WRITTEN PROBLEM:
Using the text on swedes below, decide whether each statement agrees with it: (a) The writer's concern is that some people call swedes rutabaga; (b) The writer once peeled and sliced a swede with a butterknife; (c) The swede is presented as an expensive vegetable. Answer yes or no for each, quoting the words of the text that decide it.

TEXT SECTION:
★ ★ ★ ★ ★
Which brings me to the slight controversy of swedes. I don’t mean the desire of some to call them rutabaga, I mean that they perhaps do not have the taste consistency of sausages. The swede, for a basic root vegetable, is a difficult proposition and there’s no doubt that it’s if not an acquired taste, a required skill to make it taste good rather than agedly rooty.
It’s definitely cheap- the canonical offering in any teen narrative where home economics suggests food budgeting but it’s not necessarily all that lovable in many of its forms. For a start, there’s the need to hack into it, which requires specialist tools and a strong arm.
When I lived in a bedsit with few kitchen accoutrements I once managed to peel and slice a swede using a butterknife and sheer desperation that this had to somehow to be turned into dinner but I’m pretty confident the physical effects of this act will haunt me in later life. While I’m sure some industrial-strength peelers exist that can face the 3mm thick armour plating of the turnip. Like squashes, the delicate flesh inside is contained by something best addressed with a meat cleaver.
★ ★ ★ ★ ★
PROVIDED INFORMATION:
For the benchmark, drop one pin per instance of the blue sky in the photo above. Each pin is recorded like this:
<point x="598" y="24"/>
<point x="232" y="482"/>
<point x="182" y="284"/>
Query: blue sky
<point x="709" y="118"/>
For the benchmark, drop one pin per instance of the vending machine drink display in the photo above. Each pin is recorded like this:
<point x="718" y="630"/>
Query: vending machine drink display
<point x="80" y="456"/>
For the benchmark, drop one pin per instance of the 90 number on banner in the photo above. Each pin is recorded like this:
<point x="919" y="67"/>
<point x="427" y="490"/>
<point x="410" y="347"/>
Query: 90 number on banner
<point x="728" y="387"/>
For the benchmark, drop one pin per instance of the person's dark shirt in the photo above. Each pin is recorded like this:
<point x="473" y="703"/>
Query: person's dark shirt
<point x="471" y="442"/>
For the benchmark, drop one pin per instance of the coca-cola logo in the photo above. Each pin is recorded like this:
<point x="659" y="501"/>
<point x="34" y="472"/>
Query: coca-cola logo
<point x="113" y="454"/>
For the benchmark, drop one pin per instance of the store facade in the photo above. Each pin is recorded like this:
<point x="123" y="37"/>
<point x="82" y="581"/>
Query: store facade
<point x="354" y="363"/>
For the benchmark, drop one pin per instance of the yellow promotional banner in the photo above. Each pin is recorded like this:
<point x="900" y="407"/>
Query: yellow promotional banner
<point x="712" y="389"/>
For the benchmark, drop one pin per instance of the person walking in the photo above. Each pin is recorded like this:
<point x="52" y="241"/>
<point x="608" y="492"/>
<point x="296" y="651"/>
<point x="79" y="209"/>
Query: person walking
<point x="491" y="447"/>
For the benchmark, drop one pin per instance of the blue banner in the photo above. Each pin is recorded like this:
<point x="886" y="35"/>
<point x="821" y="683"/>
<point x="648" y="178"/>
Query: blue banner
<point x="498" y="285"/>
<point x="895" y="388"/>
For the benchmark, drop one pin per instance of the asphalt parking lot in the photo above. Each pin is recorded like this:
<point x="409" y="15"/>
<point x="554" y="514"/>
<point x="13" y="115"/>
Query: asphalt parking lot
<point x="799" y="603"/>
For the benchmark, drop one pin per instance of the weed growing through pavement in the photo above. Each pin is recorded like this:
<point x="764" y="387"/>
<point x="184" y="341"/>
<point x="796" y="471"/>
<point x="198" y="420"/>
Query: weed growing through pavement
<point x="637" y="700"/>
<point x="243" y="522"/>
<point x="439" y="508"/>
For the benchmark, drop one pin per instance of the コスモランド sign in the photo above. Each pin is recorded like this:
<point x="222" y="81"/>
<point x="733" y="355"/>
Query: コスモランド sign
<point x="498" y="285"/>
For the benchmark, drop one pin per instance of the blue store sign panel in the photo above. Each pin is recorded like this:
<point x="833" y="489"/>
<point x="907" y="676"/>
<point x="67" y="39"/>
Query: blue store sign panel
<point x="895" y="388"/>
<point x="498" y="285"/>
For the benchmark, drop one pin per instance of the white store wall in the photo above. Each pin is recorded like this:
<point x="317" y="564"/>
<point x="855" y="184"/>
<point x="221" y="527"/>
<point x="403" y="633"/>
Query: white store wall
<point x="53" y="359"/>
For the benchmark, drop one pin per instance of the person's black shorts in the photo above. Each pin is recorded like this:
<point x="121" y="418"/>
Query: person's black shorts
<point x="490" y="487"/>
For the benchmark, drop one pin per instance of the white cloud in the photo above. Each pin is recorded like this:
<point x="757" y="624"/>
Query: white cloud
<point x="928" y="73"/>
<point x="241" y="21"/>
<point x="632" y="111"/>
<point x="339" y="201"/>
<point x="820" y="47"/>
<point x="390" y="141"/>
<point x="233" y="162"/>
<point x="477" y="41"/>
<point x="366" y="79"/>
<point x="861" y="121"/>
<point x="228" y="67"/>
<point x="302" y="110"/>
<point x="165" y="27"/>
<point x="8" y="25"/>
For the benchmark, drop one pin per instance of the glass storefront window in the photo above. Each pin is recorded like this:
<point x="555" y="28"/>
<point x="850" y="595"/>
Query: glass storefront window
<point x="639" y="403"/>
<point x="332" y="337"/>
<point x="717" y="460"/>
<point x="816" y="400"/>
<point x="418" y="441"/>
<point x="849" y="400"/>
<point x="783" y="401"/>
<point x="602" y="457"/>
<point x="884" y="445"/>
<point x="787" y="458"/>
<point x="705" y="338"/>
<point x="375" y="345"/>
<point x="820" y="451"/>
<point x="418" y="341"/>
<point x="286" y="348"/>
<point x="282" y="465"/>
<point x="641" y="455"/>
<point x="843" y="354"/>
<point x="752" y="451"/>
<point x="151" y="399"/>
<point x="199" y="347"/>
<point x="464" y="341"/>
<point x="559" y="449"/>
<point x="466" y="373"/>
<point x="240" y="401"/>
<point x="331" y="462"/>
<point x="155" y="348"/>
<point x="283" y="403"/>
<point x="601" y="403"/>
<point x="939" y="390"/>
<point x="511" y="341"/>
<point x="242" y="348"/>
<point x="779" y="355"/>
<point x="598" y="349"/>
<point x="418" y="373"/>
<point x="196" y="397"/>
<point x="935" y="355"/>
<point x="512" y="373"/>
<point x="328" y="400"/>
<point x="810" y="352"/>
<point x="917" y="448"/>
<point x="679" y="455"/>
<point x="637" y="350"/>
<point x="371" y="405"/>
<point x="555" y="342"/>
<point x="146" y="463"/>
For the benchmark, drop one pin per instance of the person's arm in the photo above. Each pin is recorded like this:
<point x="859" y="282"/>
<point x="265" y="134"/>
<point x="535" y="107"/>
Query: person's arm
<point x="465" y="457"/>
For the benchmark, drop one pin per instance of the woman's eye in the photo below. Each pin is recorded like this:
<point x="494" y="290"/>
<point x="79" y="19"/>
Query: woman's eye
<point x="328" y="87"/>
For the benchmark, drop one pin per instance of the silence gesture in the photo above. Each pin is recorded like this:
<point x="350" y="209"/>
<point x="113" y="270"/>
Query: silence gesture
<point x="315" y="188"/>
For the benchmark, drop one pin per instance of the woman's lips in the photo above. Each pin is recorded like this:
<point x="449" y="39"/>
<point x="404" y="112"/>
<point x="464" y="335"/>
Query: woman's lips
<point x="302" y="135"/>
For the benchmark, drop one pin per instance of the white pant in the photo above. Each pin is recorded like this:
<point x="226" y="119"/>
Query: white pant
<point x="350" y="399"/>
★ ★ ★ ★ ★
THE SOLUTION:
(a) No: "I don’t mean the desire of some to call them rutabaga"
(b) Yes: "I once managed to peel and slice a swede using a butterknife"
(c) No: "It’s definitely cheap"